■ Texte retenu
Avis de Benjamin : "La laïcité: un pari sur la liberté intérieure !"
Shérif Toubal, d’origine algérienne, est un ancien travailleur social, docteur en Psychanalyse, en 2014 il a soutenu une thèse intitulée "L'Héritage d'exil : Lecture psychanalytique des figurations identitaires et subjectives, en situation d'exil à partir de références islamiques". D’autre part il est formateur à l’IFME Nîmes, et assure (comme Jacques Limouzin dont nous avons présenté un titre) la responsabilité du DU Laïcité et médiation proposé dans la préfecture du Gard. Dans ce tItre il fera souvent référence à Freud et à Lacan.

■ Consigne A
Transcrivez à l'identique toutes les lignes de la liste « Entrées enregistrées », du début à la fin.

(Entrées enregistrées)
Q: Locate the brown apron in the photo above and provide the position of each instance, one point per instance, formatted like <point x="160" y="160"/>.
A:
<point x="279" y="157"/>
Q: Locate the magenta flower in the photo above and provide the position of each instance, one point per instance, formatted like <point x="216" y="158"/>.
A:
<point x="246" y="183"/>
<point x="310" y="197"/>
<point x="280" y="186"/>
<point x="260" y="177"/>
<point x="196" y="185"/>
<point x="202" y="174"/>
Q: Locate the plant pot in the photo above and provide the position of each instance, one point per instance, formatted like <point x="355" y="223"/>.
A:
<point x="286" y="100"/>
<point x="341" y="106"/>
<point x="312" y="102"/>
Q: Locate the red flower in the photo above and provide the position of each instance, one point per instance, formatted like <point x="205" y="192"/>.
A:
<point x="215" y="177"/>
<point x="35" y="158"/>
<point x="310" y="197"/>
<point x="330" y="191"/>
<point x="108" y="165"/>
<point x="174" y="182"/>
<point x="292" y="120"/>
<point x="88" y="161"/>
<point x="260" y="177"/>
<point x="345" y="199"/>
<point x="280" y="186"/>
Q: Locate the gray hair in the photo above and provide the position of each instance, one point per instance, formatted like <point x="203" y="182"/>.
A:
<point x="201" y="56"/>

■ Consigne B
Reprenez mot pour mot le passage de l'avis sur la laïcité qui va de « Avis de Benjamin » à « et à Lacan. ».

■ Résultat A
Q: Locate the brown apron in the photo above and provide the position of each instance, one point per instance, formatted like <point x="160" y="160"/>.
A:
<point x="279" y="157"/>
Q: Locate the magenta flower in the photo above and provide the position of each instance, one point per instance, formatted like <point x="216" y="158"/>.
A:
<point x="246" y="183"/>
<point x="310" y="197"/>
<point x="280" y="186"/>
<point x="260" y="177"/>
<point x="196" y="185"/>
<point x="202" y="174"/>
Q: Locate the plant pot in the photo above and provide the position of each instance, one point per instance, formatted like <point x="355" y="223"/>.
A:
<point x="286" y="100"/>
<point x="341" y="106"/>
<point x="312" y="102"/>
Q: Locate the red flower in the photo above and provide the position of each instance, one point per instance, formatted like <point x="205" y="192"/>.
A:
<point x="215" y="177"/>
<point x="35" y="158"/>
<point x="310" y="197"/>
<point x="330" y="191"/>
<point x="108" y="165"/>
<point x="174" y="182"/>
<point x="292" y="120"/>
<point x="88" y="161"/>
<point x="260" y="177"/>
<point x="345" y="199"/>
<point x="280" y="186"/>
Q: Locate the gray hair in the photo above and provide the position of each instance, one point per instance, formatted like <point x="203" y="182"/>.
A:
<point x="201" y="56"/>

■ Résultat B
Avis de Benjamin : "La laïcité: un pari sur la liberté intérieure !"
Shérif Toubal, d’origine algérienne, est un ancien travailleur social, docteur en Psychanalyse, en 2014 il a soutenu une thèse intitulée "L'Héritage d'exil : Lecture psychanalytique des figurations identitaires et subjectives, en situation d'exil à partir de références islamiques". D’autre part il est formateur à l’IFME Nîmes, et assure (comme Jacques Limouzin dont nous avons présenté un titre) la responsabilité du DU Laïcité et médiation proposé dans la préfecture du Gard. Dans ce tItre il fera souvent référence à Freud et à Lacan.